• **QUOTED PASSAGE**

Data Science Asked by efel on May 26, 2021
Im using the python sklearn library to attempt a linear regression TicTacToe AI.
I create my training set by simply having the computer play random ‘blind’ games against itself. For example… Player one plays a random segment of the board. Next player two plays a random valid segment of the board etc. This goes on until the board is full or someone has won. Each time player one wins, i store the board states leading up to the win. Every loss, i simply mark that board state (and past board states of the same game ) as a loss for player one. For every tie game(full board) I do not count it as anything. I play about 20k of these games. At the end I get my training data set which includes the board state (the feature set) and the outcome which is the percentage (a floating pint value. eg .8 is 80%) of games won for that state.
So for example going from board top left to bottom right: [1, 1, 1, 2, 0, 2, 0, 0, 0] would be:
X X X
O - O
- - -
would have a ‘1’ or 100 percent after playing 20k random games etc.
I’m trying to predict the success rate of player one’s next move. Basically the success rate of any free segment based on the board state.
However; after training sklearn linear regression with my training data, I get a very low R^2 score of .14 and any test is highly inaccurate. I’m beginning to think there is a flaw in my data? Is this how data scientists would go about creating the training set for tic tac toe?
Linear regression will not work for this problem because the relationship between the board features and target variable that you are using is not linear.
Is this how data scientists would go about creating the training set for tic tac toe?
It is not 100% clear what your goal is. For simplicity I will select that your goal as "Predict the probability of X winning eventually given the current board state and completely random play in future by both sides." That appears to be what you are doing.
As an aside, this is not a direct path to training a neural network to predict the best moves to make in a game. For this simple game, it might work acceptably if that is your eventual goal, but if you want machine learning for game playing you should probably look into reinforcement learning, and specifically self-play with reinforcement learning, as a framework to manage the training data.
Back to your question, what you are doing is acceptable for creating a data set, although I would want to check:
For every tie game(full board) I do not count it as anything
If that means you are still storing the states that lead to a tie, but with a different label, then that is ok. If you are discarding data about ties, then that will skew the dataset and might impact your predictions - unless you are also discarding ties when testing.
This is also slightly unusual:
At the end I get my training data set which includes the board state (the feature set) and the outcome which is the percentage (a floating pint value. eg .8 is 80%) of games won for that state.

• **EXTRACTED INFORMATION**
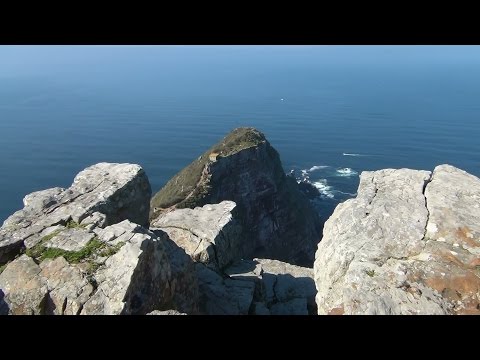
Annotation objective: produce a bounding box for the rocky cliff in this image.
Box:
[0,163,198,314]
[150,128,321,266]
[0,163,316,315]
[314,165,480,314]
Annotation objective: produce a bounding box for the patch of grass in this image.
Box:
[26,236,105,263]
[87,261,101,275]
[65,220,86,229]
[0,261,10,274]
[365,270,375,277]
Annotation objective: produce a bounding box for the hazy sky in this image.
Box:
[0,45,480,77]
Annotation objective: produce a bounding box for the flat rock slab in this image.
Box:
[45,228,95,251]
[151,201,244,268]
[0,255,48,315]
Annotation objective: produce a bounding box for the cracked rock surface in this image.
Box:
[0,163,198,315]
[151,201,247,269]
[314,165,480,314]
[196,259,316,315]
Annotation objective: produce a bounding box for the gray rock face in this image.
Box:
[151,201,246,268]
[0,163,151,264]
[0,163,198,315]
[81,231,172,315]
[314,165,480,314]
[151,128,321,266]
[0,255,48,315]
[197,259,316,315]
[147,310,187,315]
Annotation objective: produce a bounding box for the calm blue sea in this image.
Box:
[0,46,480,223]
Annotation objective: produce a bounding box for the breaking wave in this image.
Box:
[308,165,330,172]
[312,179,335,199]
[337,168,358,176]
[343,153,368,156]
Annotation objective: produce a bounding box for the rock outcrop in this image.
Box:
[150,128,320,266]
[151,197,316,315]
[314,165,480,314]
[0,163,198,314]
[196,259,316,315]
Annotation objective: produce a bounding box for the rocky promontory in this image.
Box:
[150,128,321,266]
[0,129,319,315]
[0,128,480,315]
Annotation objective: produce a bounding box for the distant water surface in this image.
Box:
[0,46,480,223]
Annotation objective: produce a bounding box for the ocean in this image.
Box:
[0,46,480,223]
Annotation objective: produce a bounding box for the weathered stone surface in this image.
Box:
[25,225,66,249]
[0,255,48,315]
[151,128,321,266]
[255,259,317,315]
[197,259,316,315]
[40,257,93,315]
[147,310,187,315]
[314,165,480,314]
[195,263,255,315]
[151,201,246,268]
[154,230,199,315]
[94,220,141,245]
[0,163,151,264]
[0,163,198,315]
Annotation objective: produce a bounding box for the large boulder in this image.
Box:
[150,128,321,266]
[151,201,244,269]
[314,165,480,314]
[0,163,198,314]
[0,163,151,264]
[196,259,316,315]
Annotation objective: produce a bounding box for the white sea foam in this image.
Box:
[337,168,358,176]
[334,190,357,196]
[312,179,335,199]
[308,165,330,172]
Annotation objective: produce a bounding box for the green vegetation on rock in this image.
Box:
[65,220,85,229]
[150,128,266,218]
[26,235,106,263]
[0,261,10,274]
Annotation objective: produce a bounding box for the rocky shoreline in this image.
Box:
[0,128,480,315]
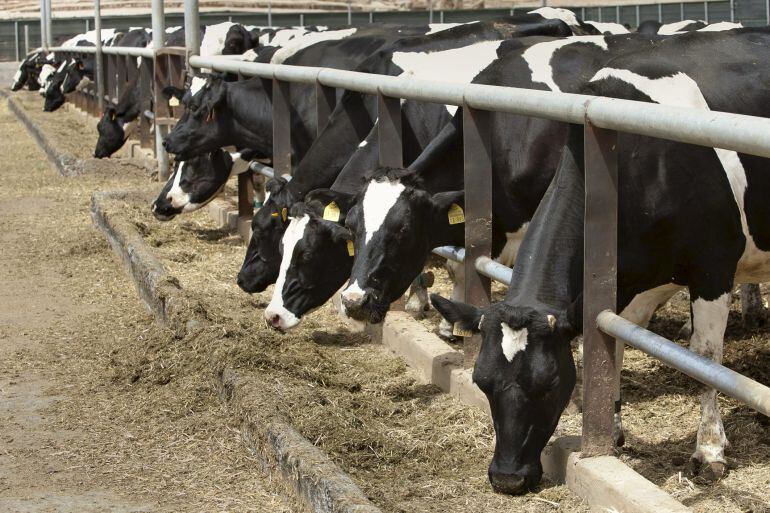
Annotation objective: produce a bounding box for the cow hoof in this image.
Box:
[690,458,727,483]
[676,319,692,340]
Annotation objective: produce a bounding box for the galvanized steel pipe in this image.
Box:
[596,310,770,416]
[190,56,770,158]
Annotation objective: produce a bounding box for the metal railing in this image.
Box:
[189,34,770,454]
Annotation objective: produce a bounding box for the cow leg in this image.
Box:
[690,289,730,481]
[612,283,682,447]
[438,260,465,340]
[404,271,434,320]
[741,283,767,328]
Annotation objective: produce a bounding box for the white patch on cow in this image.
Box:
[392,40,502,116]
[340,280,366,304]
[200,21,235,57]
[37,64,56,95]
[527,7,580,26]
[60,29,115,48]
[620,283,682,328]
[698,21,743,32]
[166,162,195,208]
[500,322,527,362]
[363,180,405,244]
[270,28,358,64]
[658,20,697,36]
[591,68,770,283]
[586,20,630,34]
[190,77,206,96]
[265,215,310,329]
[521,36,607,92]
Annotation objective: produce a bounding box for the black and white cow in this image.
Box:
[432,28,770,493]
[152,149,252,221]
[11,52,47,91]
[238,9,582,292]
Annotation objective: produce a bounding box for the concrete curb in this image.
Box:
[217,369,381,513]
[91,191,381,513]
[91,191,183,327]
[381,311,691,513]
[8,96,83,176]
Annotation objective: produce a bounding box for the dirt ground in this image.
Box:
[6,88,770,513]
[0,94,290,513]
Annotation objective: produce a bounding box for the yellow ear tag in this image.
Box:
[324,201,340,223]
[447,203,465,224]
[452,322,473,337]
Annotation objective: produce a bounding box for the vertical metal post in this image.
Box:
[152,0,171,182]
[13,21,19,62]
[184,0,201,76]
[40,0,48,48]
[94,0,105,113]
[377,93,404,167]
[463,105,492,368]
[315,82,337,136]
[584,120,618,456]
[273,78,291,176]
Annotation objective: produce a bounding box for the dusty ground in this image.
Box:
[3,87,770,512]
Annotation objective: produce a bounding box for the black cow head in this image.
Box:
[342,169,464,324]
[265,189,354,331]
[163,75,227,160]
[222,24,253,55]
[61,58,90,94]
[238,178,295,294]
[94,107,126,159]
[152,149,233,221]
[431,294,575,494]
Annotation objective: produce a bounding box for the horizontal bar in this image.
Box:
[433,246,513,286]
[596,310,770,416]
[249,160,275,178]
[190,55,770,158]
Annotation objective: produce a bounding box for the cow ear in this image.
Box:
[265,176,288,195]
[162,86,184,101]
[328,221,353,244]
[305,189,356,214]
[430,294,482,333]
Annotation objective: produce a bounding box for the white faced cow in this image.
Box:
[432,28,770,493]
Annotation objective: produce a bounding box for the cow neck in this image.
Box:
[292,92,374,197]
[505,127,585,311]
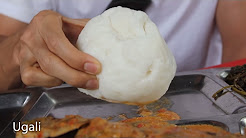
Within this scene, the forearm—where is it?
[0,33,22,93]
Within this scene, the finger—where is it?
[21,63,63,87]
[62,17,89,45]
[39,14,101,74]
[20,46,63,87]
[20,33,98,89]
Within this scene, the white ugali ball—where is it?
[77,7,176,104]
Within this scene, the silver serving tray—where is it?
[0,68,246,137]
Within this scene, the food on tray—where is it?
[213,64,246,100]
[17,109,242,138]
[77,7,176,104]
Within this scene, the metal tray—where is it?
[0,68,246,137]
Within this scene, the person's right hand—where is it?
[17,11,101,89]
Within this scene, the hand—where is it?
[18,11,101,89]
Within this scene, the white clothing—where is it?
[0,0,222,71]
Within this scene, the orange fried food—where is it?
[75,118,145,138]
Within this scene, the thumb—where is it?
[62,17,90,45]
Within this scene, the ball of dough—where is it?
[77,7,176,104]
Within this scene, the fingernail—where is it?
[85,79,98,90]
[84,63,99,74]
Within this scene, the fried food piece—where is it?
[122,109,180,129]
[75,118,145,138]
[16,115,89,138]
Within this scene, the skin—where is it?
[0,11,101,91]
[0,0,246,91]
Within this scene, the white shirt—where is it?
[0,0,222,71]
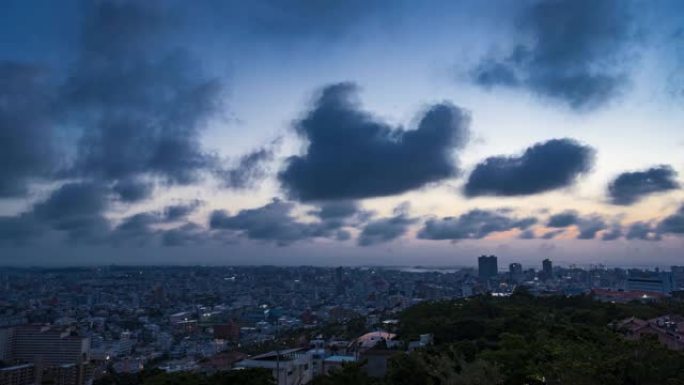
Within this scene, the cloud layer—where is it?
[608,165,679,205]
[472,0,635,110]
[464,139,594,197]
[418,209,537,240]
[279,83,470,201]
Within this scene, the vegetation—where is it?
[94,369,275,385]
[98,291,684,385]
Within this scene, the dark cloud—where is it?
[112,178,154,203]
[191,0,399,40]
[418,209,537,240]
[0,213,45,246]
[608,165,679,205]
[601,223,624,241]
[109,212,161,246]
[465,139,595,197]
[541,230,565,239]
[209,199,344,246]
[546,210,608,239]
[279,83,470,201]
[577,215,608,239]
[658,205,684,234]
[27,182,110,242]
[472,0,635,109]
[62,1,222,184]
[164,199,202,221]
[0,61,58,198]
[162,223,209,247]
[625,222,662,241]
[214,146,274,189]
[546,210,579,227]
[358,203,417,246]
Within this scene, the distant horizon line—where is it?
[0,259,683,272]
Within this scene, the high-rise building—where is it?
[477,255,499,279]
[542,258,553,279]
[508,262,523,281]
[0,325,92,385]
[626,270,672,294]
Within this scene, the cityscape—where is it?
[0,255,684,385]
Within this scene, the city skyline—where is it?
[0,0,684,268]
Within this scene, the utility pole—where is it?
[275,317,280,385]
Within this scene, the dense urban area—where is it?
[0,256,684,385]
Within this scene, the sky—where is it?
[0,0,684,267]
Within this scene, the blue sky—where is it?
[0,0,684,265]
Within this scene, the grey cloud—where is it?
[358,203,417,246]
[546,210,608,239]
[418,209,537,240]
[577,215,608,239]
[546,210,579,227]
[209,199,344,246]
[164,199,202,221]
[625,221,662,241]
[541,229,565,239]
[601,223,624,241]
[658,205,684,234]
[109,212,161,246]
[464,138,595,197]
[608,165,679,205]
[278,83,470,201]
[214,145,275,189]
[471,0,636,110]
[62,1,221,184]
[162,223,209,247]
[0,61,59,198]
[112,178,154,202]
[27,182,110,242]
[0,213,45,246]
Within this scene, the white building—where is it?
[235,348,313,385]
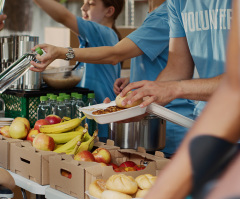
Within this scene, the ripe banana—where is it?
[76,130,98,154]
[54,131,84,153]
[40,118,85,134]
[74,126,84,131]
[61,116,71,122]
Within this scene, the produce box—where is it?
[49,141,169,199]
[0,135,23,170]
[10,141,58,185]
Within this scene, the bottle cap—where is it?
[50,95,57,100]
[71,92,78,97]
[40,96,48,101]
[63,95,70,99]
[35,47,43,55]
[75,94,82,99]
[47,93,54,98]
[88,93,95,98]
[57,96,63,102]
[58,93,66,96]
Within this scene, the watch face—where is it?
[67,53,74,59]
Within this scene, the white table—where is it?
[45,187,76,199]
[0,167,49,199]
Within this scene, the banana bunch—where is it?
[39,116,86,134]
[47,117,98,155]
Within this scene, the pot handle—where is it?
[146,103,194,128]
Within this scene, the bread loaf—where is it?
[88,179,107,198]
[106,174,138,194]
[135,174,157,189]
[101,190,132,199]
[136,189,149,198]
[115,91,143,108]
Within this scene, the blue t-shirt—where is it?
[168,0,232,114]
[77,17,121,103]
[127,2,195,154]
[77,17,121,137]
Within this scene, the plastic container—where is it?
[49,95,57,114]
[86,93,98,135]
[54,96,66,118]
[63,94,73,118]
[37,96,51,120]
[74,94,86,122]
[81,101,146,124]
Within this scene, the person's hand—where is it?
[121,80,179,107]
[30,44,60,72]
[113,77,130,95]
[0,14,7,30]
[103,97,111,104]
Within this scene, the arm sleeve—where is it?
[168,0,186,38]
[127,15,169,61]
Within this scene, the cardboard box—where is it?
[44,27,79,67]
[117,26,137,69]
[49,145,169,199]
[0,135,23,170]
[10,141,58,185]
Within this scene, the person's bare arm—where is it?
[145,1,240,199]
[121,37,222,107]
[31,38,143,72]
[0,14,7,30]
[33,0,79,34]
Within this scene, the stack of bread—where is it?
[89,174,156,199]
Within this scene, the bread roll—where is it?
[136,189,149,198]
[106,174,138,194]
[88,179,107,198]
[115,91,143,108]
[101,190,132,199]
[135,174,157,189]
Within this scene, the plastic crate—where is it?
[1,88,93,127]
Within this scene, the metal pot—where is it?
[10,35,42,90]
[108,115,166,151]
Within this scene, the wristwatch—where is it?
[65,47,75,61]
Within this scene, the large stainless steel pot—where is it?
[109,116,166,151]
[10,35,42,90]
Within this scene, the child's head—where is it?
[81,0,125,38]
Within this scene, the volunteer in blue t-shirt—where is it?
[30,0,194,157]
[31,0,124,137]
[121,0,232,119]
[144,0,240,199]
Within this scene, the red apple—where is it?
[134,165,146,171]
[107,162,118,169]
[45,115,62,124]
[0,126,11,138]
[12,117,30,131]
[74,151,95,162]
[61,169,72,179]
[119,161,136,167]
[27,129,40,142]
[9,121,28,139]
[113,167,126,172]
[34,119,50,132]
[33,133,55,151]
[92,148,111,164]
[124,167,137,171]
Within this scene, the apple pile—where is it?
[0,115,62,151]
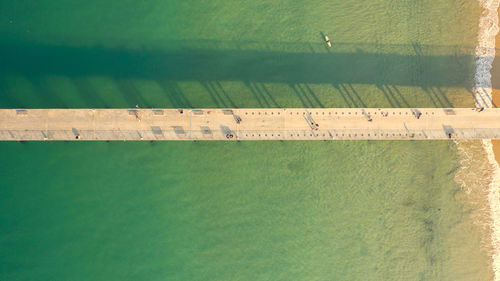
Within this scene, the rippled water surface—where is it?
[0,0,492,280]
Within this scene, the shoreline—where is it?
[474,0,500,281]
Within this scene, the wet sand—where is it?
[491,4,500,164]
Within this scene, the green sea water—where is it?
[0,0,492,280]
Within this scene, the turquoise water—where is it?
[0,0,480,107]
[0,142,489,280]
[0,0,492,280]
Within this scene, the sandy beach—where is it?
[491,3,500,163]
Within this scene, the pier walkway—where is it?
[0,108,500,141]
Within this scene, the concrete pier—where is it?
[0,108,500,141]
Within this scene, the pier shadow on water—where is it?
[0,40,484,108]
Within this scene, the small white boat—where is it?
[325,35,332,47]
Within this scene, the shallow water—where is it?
[0,0,492,280]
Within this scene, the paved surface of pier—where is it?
[0,108,500,141]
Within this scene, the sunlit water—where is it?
[0,0,492,280]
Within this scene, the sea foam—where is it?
[474,0,500,281]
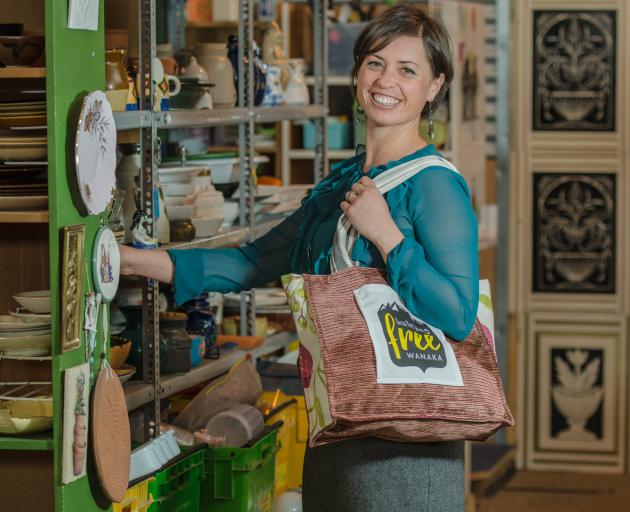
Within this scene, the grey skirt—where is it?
[302,438,465,512]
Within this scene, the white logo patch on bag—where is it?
[354,284,464,386]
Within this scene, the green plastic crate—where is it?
[200,424,281,512]
[148,449,205,512]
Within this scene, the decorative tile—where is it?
[533,10,616,131]
[533,173,616,293]
[548,348,604,442]
[535,332,619,452]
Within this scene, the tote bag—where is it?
[282,157,514,446]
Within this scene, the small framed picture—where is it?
[68,0,99,30]
[61,363,90,484]
[61,224,85,352]
[92,227,120,302]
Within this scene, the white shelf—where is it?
[161,226,248,249]
[156,108,248,128]
[114,110,151,130]
[254,105,328,123]
[123,332,297,411]
[160,217,285,250]
[289,149,356,160]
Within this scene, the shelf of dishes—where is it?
[289,149,356,160]
[114,105,328,130]
[305,75,351,87]
[0,67,46,79]
[0,211,48,224]
[161,218,284,253]
[124,332,296,411]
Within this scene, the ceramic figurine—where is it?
[262,66,284,107]
[180,56,210,83]
[227,35,267,106]
[262,21,291,89]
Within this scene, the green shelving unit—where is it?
[0,0,327,512]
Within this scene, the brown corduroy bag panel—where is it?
[303,267,514,446]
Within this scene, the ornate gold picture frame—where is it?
[61,224,85,352]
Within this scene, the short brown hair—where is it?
[352,5,453,116]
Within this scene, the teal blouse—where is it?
[168,145,479,340]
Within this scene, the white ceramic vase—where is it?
[284,59,310,105]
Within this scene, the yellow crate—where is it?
[259,390,308,496]
[112,478,153,512]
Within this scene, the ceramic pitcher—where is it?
[284,59,310,105]
[105,50,129,112]
[195,43,236,108]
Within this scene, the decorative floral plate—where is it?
[74,91,116,215]
[92,227,120,302]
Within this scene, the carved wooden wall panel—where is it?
[509,0,630,473]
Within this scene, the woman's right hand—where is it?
[118,244,137,276]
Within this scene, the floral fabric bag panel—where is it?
[282,274,333,439]
[477,279,496,355]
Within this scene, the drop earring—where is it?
[428,101,435,140]
[354,104,365,124]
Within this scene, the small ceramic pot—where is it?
[155,43,179,75]
[170,219,195,242]
[105,50,129,112]
[262,66,284,107]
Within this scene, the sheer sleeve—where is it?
[387,168,479,340]
[168,208,303,304]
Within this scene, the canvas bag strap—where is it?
[330,155,459,273]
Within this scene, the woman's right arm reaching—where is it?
[120,208,302,304]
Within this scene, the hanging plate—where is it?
[92,365,131,502]
[92,227,120,302]
[74,91,116,215]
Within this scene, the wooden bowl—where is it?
[109,336,131,370]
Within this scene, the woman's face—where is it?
[357,36,444,126]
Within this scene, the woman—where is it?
[121,6,478,512]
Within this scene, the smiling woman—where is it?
[120,5,479,512]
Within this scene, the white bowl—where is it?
[160,430,182,458]
[194,206,223,219]
[223,201,238,226]
[191,176,212,188]
[190,217,223,238]
[162,183,195,198]
[195,193,225,211]
[13,290,50,313]
[0,333,52,357]
[166,204,195,220]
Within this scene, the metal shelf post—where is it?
[312,0,328,183]
[138,0,160,441]
[238,0,256,335]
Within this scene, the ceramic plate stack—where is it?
[0,100,46,132]
[0,290,51,358]
[0,100,48,210]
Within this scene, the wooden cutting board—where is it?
[92,366,131,502]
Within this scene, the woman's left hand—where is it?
[341,176,404,261]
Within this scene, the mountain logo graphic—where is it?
[378,302,447,372]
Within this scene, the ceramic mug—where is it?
[136,57,181,112]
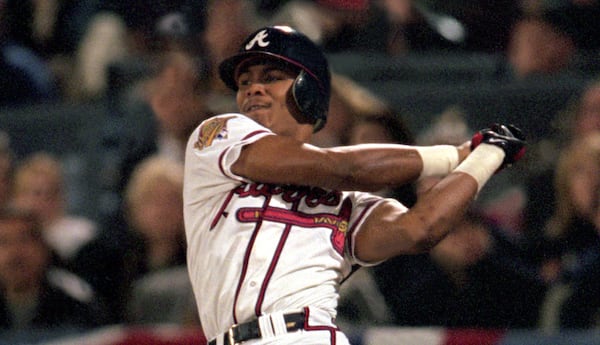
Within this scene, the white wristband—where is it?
[415,145,458,177]
[454,144,506,192]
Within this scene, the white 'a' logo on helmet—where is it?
[246,30,271,50]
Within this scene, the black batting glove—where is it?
[471,123,527,170]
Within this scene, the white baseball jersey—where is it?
[184,114,396,339]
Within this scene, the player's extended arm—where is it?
[232,135,470,191]
[355,126,525,262]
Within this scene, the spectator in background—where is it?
[523,78,600,253]
[0,131,15,207]
[70,0,204,99]
[311,73,406,147]
[0,0,58,106]
[118,156,189,323]
[201,0,259,93]
[0,208,107,332]
[125,156,185,278]
[12,152,100,268]
[542,131,600,328]
[507,0,600,79]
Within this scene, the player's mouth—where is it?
[244,103,269,113]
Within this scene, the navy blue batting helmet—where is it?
[219,26,331,132]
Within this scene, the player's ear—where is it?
[285,87,314,125]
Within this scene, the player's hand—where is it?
[471,123,527,170]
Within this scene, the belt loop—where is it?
[270,312,287,335]
[258,315,277,338]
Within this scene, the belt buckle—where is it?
[227,324,241,345]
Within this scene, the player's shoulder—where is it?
[193,113,270,149]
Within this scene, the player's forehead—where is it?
[234,56,299,80]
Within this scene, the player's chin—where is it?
[243,108,271,126]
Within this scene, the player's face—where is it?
[236,62,298,136]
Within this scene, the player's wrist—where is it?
[415,145,459,177]
[454,143,506,192]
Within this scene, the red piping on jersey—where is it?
[219,129,270,180]
[231,197,271,323]
[254,216,292,316]
[241,129,271,141]
[348,201,378,256]
[209,190,234,230]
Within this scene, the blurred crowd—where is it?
[0,0,600,340]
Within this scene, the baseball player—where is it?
[184,26,525,345]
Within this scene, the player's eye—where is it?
[237,75,250,87]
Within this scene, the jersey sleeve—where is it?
[185,113,273,196]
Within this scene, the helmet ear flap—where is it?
[292,70,329,132]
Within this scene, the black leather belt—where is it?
[208,312,304,345]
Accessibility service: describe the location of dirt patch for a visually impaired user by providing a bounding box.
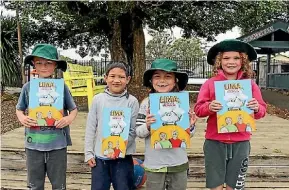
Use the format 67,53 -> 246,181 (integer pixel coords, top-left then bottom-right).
1,93 -> 21,134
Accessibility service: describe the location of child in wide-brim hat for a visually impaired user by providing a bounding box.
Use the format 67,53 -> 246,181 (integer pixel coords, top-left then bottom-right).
136,59 -> 196,190
194,39 -> 266,190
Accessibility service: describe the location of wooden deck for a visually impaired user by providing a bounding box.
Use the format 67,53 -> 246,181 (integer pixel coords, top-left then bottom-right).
1,112 -> 289,190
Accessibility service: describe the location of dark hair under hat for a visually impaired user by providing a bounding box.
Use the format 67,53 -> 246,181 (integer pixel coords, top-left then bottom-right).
143,59 -> 189,90
207,39 -> 257,65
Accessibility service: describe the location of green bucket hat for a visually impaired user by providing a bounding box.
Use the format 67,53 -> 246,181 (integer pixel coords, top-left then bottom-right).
24,44 -> 67,72
207,39 -> 257,65
143,59 -> 189,90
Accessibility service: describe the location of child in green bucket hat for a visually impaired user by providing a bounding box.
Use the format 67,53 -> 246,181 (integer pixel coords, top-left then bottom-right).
136,59 -> 196,190
24,44 -> 67,72
194,39 -> 266,190
16,44 -> 77,190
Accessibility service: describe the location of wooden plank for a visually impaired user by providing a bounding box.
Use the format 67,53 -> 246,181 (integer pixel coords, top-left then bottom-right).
1,170 -> 289,190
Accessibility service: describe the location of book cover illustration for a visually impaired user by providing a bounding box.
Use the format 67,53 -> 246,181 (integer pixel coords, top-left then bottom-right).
149,92 -> 190,149
28,78 -> 64,127
102,107 -> 131,159
215,79 -> 256,133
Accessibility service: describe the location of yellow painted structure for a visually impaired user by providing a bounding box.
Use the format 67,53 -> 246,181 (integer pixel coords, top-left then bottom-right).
63,63 -> 105,108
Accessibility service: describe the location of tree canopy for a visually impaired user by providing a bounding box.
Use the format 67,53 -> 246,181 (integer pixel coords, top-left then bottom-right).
5,1 -> 289,84
146,31 -> 204,60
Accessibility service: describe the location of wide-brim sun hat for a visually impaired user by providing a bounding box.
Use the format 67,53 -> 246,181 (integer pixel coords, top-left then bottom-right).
207,39 -> 257,65
143,59 -> 189,91
24,44 -> 67,72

• **OBJECTIVES**
**1)** In the tic-tac-toe thread, about how many random games does the asker play to build the training set?
**2)** Reproduce everything in the tic-tac-toe thread from "So for example" down to "the board state.".
The items are separate from the tic-tac-toe thread and have nothing to do with it.

• **THE ANSWERS**
**1)** About 20k games.

**2)**
So for example going from board top left to bottom right: [1, 1, 1, 2, 0, 2, 0, 0, 0] would be:
X X X
O - O
- - -
would have a ‘1’ or 100 percent after playing 20k random games etc.
I’m trying to predict the success rate of player one’s next move. Basically the success rate of any free segment based on the board state.